═════ EXERCISE MATERIALS ═════

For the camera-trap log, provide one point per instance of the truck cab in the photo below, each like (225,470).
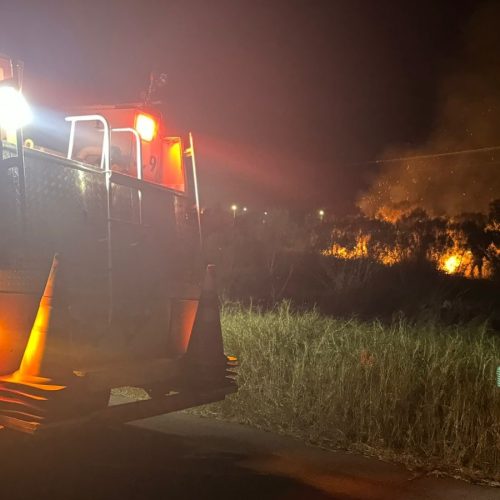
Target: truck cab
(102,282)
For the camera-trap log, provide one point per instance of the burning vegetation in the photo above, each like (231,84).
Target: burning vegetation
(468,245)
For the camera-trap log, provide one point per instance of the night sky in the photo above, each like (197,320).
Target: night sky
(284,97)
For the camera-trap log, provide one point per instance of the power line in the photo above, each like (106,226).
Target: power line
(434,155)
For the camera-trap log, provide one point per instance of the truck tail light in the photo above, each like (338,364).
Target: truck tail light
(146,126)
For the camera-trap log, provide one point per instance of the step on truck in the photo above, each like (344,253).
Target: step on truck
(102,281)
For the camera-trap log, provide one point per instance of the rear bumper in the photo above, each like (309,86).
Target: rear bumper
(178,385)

═════

_YOUR GOAL_.
Format all of the items above as a two-column CSV with the header columns item_text and item_answer, one row per item. Put each field in double quotes, replace line breaks with spaces, and omit the pictures.

_FINISHED TASK_.
item_text,item_answer
"For the camera-trap log, provide one point per instance of the truck cab in the photo below, each like (225,470). Target: truck cab","(102,282)"
"For the camera-trap log, provide one point per instance of the burning vegetation in the photo above, each like (231,84). Target: burning vegetation","(468,245)"
"For the camera-trap log, provide one point per instance of the night sky in the photo above, each like (197,320). Target: night sky","(284,97)"
"For the camera-trap log, provide one point per instance of the power line in the photo above, each like (106,226). Target: power line","(434,155)"
"For the camera-trap log, provide one point per instance of the truck tail light in the photo above, each like (338,364). Target: truck tail light","(146,126)"
"For the camera-trap log, provide one point per instance of the step on truck in the photo above, each like (344,253). Target: step on truck","(102,281)"
"For the camera-trap log, provide one point per instance of the rear bumper in the photo above, each like (309,86). Target: rear bumper","(178,385)"